PASSAGE TO READ ▸
----------------
Taylor Alatorre: Ostensibly a song about the intergenerational traumas of alcohol addiction, this is really part of a controlled experiment about how many people you can trick into hearing something deeply transcendent in the pious crooning of a literary female name. The comparison groups in this experiment are “Ophelia,” “Cleopatra,” and “Angela.”
[3]

Alfred Soto: To be a Lumineer is to flicker in obeisance to a phantom woman bound in Van Morrison, Christian theology, and bullshit. Gravely vocal and acoustic strums not required.
[1]

Jonathan Bradley: I guess a Lumineer would be a traveler who sets out in search of the light, which is one way to understand the rousing cheer that distinguishes this group’s songs. (It also might characterize the optimism of a folk-rock group that gives their original work a girl’s name already bound to extremely familiar songs by giants like U2 or Laura Branigan or Patti Smith and Them.) I wonder what the Lumineers might find if they were willing to turn away from their light for a moment: if they could maintain their blazing intensity of feeling without resolving their melodies at the end of every stanza that passes by. What if they were hoping to find something?
[4]

Alex Clifton: I listened to this and thought, “Dang, this sounds just like their first album, which came out when I was in undergrad. What year was that anyway?” Folks, that was 2012, which it turns out was a whole seven years ago. And in all those seven years, the Lumineers have been doing the same goddamn thing. It’s not necessarily bad, per se — their music has always been competent plonky folk-pop that makes my heart feel a little lighter — but it feels starkly weird in 2019 to hear something that immediately transports me back to the beginning of the 2010s. So much else in the world has changed; I wish these guys would grow a little more, too.
[4]

Katie Gill: It’s certainly a Lumineers song! And it’s certainly a Lumineers song that I would have heard back in like, 2014. It’s fun and charming in it’s own way with a lovely piano break that I honestly wasn’t expecting, but it is nothing if not a teensy bit outdated.
[5]

Joshua Minsoo Kim: Even The Lumineers seem to know just how much this song is riding on the borrowed gravitas of vague religiosity and lazy vocal chants. “Have you had enough,” they sing, a few seconds before the song comes to an end. Was this all meant to be torture?
----------------
DATA SHOWN ▸
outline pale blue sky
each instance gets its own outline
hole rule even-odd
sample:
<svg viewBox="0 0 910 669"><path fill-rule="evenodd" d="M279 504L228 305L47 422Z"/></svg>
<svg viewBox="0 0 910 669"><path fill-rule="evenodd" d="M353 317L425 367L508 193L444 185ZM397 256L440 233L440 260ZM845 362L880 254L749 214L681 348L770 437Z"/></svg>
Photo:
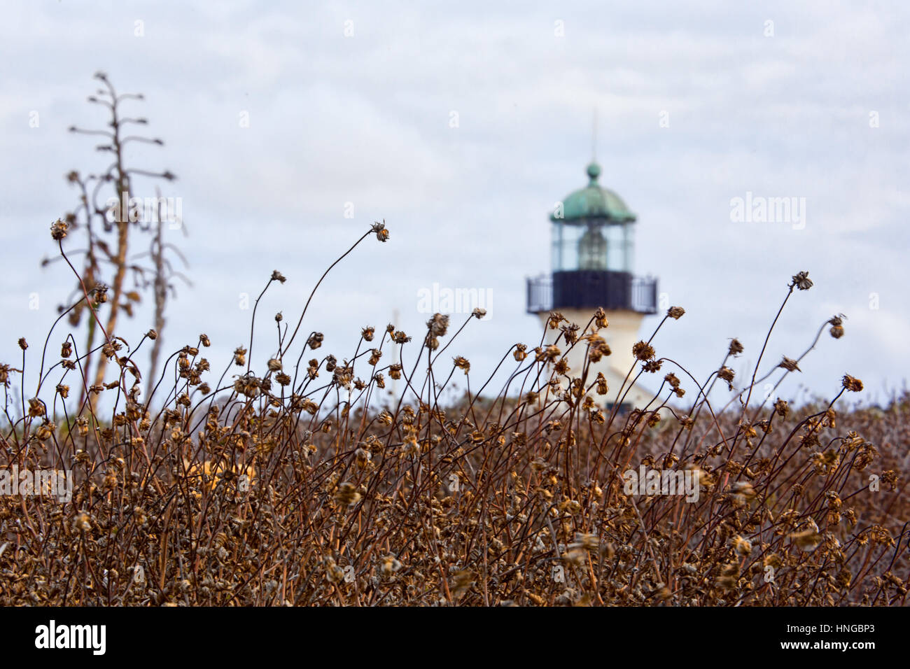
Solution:
<svg viewBox="0 0 910 669"><path fill-rule="evenodd" d="M0 360L18 357L20 336L43 340L72 287L63 265L39 262L53 252L50 223L76 204L64 175L104 164L96 142L66 132L103 121L85 103L103 69L121 90L145 93L136 112L167 144L137 145L130 160L179 177L165 194L183 200L189 237L174 240L195 285L170 306L166 348L205 331L213 368L248 336L240 293L258 294L275 269L288 279L260 307L264 355L274 312L296 321L324 269L382 218L390 241L368 240L310 307L324 351L342 358L362 326L381 328L396 309L419 335L418 293L434 282L492 295L492 319L450 349L471 360L472 377L515 341L536 341L524 279L549 269L553 203L586 181L596 106L601 182L639 216L636 269L687 309L655 340L659 354L703 376L735 336L743 376L791 275L807 269L815 287L794 297L765 364L801 353L843 312L846 336L825 335L790 391L802 382L832 395L844 372L870 396L903 384L905 5L53 0L4 9ZM731 199L747 191L805 198L804 228L731 221ZM642 334L655 324L646 319ZM147 325L140 318L120 334L136 340Z"/></svg>

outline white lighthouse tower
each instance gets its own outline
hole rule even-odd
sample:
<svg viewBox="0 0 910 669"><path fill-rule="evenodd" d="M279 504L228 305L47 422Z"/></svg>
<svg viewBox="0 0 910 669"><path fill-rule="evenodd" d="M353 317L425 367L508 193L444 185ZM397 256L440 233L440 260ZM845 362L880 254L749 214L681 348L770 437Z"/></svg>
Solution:
<svg viewBox="0 0 910 669"><path fill-rule="evenodd" d="M551 272L528 279L528 312L537 314L546 327L550 313L559 311L578 324L581 336L598 308L606 311L609 325L599 334L612 352L590 364L587 383L602 372L612 402L635 364L632 349L639 340L642 319L657 312L657 279L633 275L635 215L616 193L598 183L600 165L592 162L587 174L588 185L557 202L550 217ZM560 334L548 329L547 342L553 343ZM563 340L560 349L565 352L567 348ZM581 373L586 349L581 341L567 355L573 377ZM637 370L626 389L636 374ZM633 386L622 403L643 407L652 397Z"/></svg>

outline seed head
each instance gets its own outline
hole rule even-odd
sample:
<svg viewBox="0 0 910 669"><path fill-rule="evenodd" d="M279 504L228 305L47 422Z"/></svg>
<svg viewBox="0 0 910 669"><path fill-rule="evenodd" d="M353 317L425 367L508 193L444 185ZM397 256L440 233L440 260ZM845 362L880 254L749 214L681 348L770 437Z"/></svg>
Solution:
<svg viewBox="0 0 910 669"><path fill-rule="evenodd" d="M795 286L800 290L808 290L812 288L812 279L809 279L809 272L799 272L794 275L791 286Z"/></svg>
<svg viewBox="0 0 910 669"><path fill-rule="evenodd" d="M863 381L855 377L852 377L849 374L844 374L844 379L841 380L841 383L845 389L850 390L850 392L859 392L863 390Z"/></svg>

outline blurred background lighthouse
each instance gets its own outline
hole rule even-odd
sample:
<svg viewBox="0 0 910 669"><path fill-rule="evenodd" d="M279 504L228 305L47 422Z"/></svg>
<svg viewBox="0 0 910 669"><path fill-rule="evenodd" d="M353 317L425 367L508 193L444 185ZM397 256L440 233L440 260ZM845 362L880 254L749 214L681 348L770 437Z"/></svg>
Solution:
<svg viewBox="0 0 910 669"><path fill-rule="evenodd" d="M551 271L528 279L527 309L537 314L544 327L550 313L559 311L580 329L598 308L606 310L609 326L600 334L612 353L591 363L587 383L602 372L610 388L607 397L613 401L634 364L632 348L642 319L657 312L657 279L634 276L635 215L616 193L601 186L596 161L586 172L588 185L557 202L550 217ZM559 334L559 329L548 329L548 343ZM580 329L579 335L583 334ZM563 352L568 348L564 340L560 348ZM585 350L582 341L568 354L572 376L581 372ZM652 397L653 393L635 386L623 404L643 407Z"/></svg>

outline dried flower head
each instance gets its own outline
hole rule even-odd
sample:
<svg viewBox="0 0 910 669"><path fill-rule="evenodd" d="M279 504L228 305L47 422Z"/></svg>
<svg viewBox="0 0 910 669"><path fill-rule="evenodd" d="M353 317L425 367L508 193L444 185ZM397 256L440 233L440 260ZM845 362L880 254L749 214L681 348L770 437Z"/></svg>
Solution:
<svg viewBox="0 0 910 669"><path fill-rule="evenodd" d="M798 272L794 275L791 286L795 286L800 290L808 290L812 288L812 279L809 279L809 272Z"/></svg>
<svg viewBox="0 0 910 669"><path fill-rule="evenodd" d="M841 384L850 392L859 392L863 390L863 381L849 374L844 374L841 380Z"/></svg>

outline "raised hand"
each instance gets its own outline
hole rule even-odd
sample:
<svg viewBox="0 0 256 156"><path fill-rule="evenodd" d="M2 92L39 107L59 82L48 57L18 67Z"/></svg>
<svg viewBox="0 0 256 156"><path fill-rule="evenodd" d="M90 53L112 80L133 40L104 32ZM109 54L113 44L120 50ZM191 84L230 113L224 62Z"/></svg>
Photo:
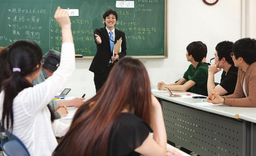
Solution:
<svg viewBox="0 0 256 156"><path fill-rule="evenodd" d="M165 90L165 84L163 81L158 82L157 84L157 89L159 90Z"/></svg>

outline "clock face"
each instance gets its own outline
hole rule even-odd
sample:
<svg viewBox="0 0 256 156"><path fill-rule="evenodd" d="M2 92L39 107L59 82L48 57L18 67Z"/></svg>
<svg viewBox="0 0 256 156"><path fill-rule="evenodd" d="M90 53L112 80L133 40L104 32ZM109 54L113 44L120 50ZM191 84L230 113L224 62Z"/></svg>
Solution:
<svg viewBox="0 0 256 156"><path fill-rule="evenodd" d="M218 2L219 0L203 0L203 1L206 4L209 6L212 6Z"/></svg>

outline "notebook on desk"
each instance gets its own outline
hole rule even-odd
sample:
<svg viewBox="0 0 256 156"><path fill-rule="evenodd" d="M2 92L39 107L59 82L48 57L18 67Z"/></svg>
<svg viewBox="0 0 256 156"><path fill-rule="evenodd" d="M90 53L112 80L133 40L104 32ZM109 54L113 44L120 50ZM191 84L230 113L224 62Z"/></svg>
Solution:
<svg viewBox="0 0 256 156"><path fill-rule="evenodd" d="M71 90L71 89L70 88L65 88L64 90L63 90L63 91L62 91L62 92L61 92L61 93L60 93L60 94L59 95L58 95L57 96L55 96L55 97L56 98L61 98L61 97L65 97L66 95L67 95L68 93L68 92L70 91L70 90Z"/></svg>

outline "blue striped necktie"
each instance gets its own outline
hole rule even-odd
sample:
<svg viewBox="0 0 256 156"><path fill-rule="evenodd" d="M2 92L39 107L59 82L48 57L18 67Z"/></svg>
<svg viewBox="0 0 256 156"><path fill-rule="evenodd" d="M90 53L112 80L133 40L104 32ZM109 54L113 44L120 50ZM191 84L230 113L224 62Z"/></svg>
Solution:
<svg viewBox="0 0 256 156"><path fill-rule="evenodd" d="M113 48L114 48L114 42L113 42L113 41L114 41L113 36L112 36L112 33L113 32L111 31L110 31L109 32L110 35L109 37L109 41L110 43L110 50L111 50L111 53L112 53L112 51L113 50Z"/></svg>

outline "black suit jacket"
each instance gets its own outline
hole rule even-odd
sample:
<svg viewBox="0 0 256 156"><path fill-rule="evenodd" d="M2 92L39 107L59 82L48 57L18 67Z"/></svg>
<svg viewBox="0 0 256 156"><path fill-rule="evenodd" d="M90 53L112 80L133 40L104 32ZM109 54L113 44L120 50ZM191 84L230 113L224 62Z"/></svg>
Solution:
<svg viewBox="0 0 256 156"><path fill-rule="evenodd" d="M94 41L97 44L97 52L93 59L89 70L95 74L101 74L105 71L108 65L109 60L111 58L111 52L110 50L110 43L109 36L106 27L95 29L94 32ZM96 37L97 34L101 37L101 43L97 44ZM122 48L121 52L118 53L121 59L126 55L126 39L124 32L115 29L115 42L122 37Z"/></svg>

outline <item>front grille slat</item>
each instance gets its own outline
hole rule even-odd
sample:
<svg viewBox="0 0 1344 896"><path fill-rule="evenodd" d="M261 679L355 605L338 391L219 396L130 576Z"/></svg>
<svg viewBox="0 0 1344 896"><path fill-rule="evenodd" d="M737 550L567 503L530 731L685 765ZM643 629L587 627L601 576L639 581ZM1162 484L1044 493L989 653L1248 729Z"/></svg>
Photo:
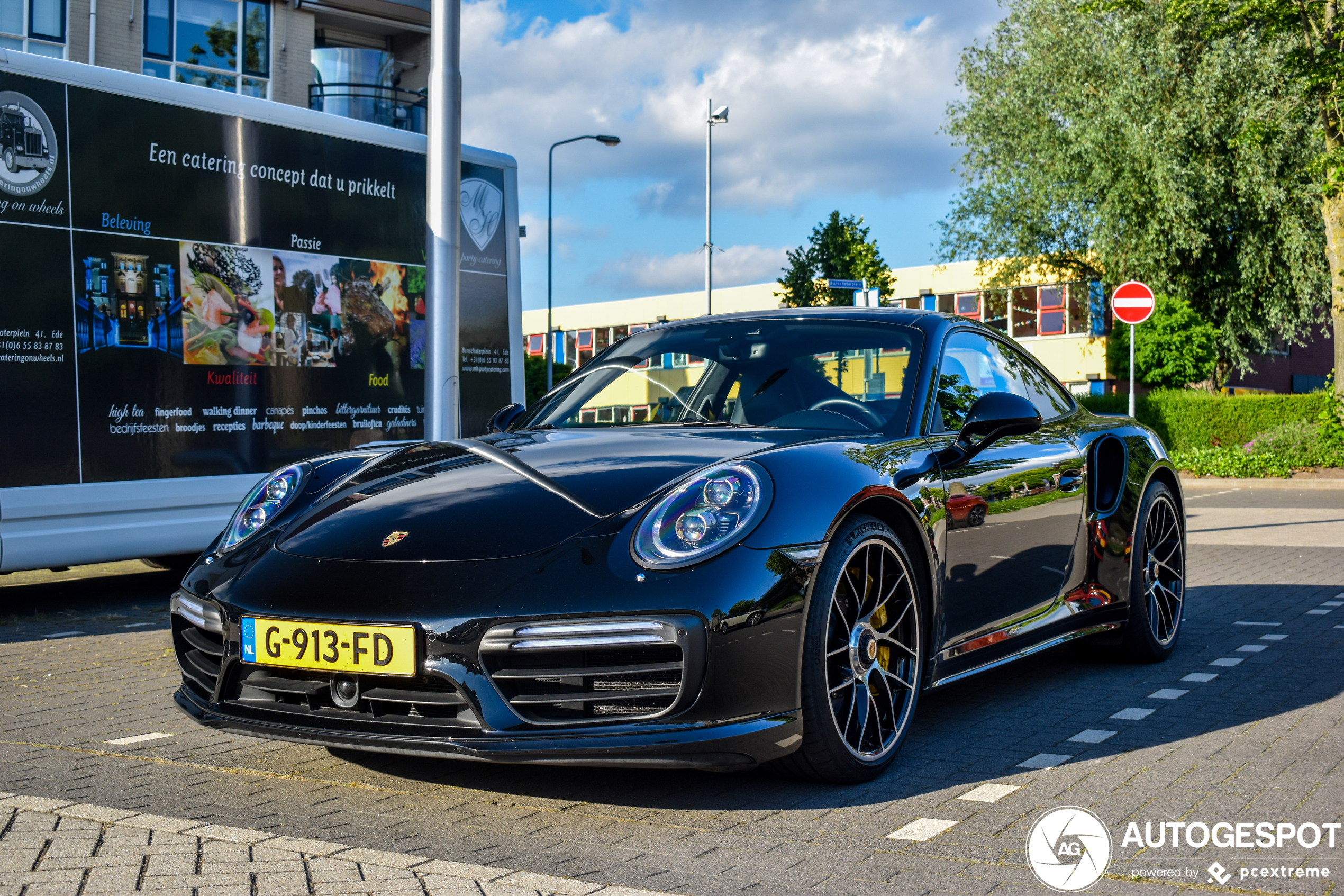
----------------
In the reviews of the Lumineers song:
1. What year does Alex Clifton give for the band's first album?
2. Which three names does Taylor Alatorre list as the comparison groups?
3. According to Joshua Minsoo Kim, what do the Lumineers sing a few seconds before the song ends?

RESPONSE BELOW ▸
1. 2012
2. "Ophelia," "Cleopatra," and "Angela"
3. "Have you had enough"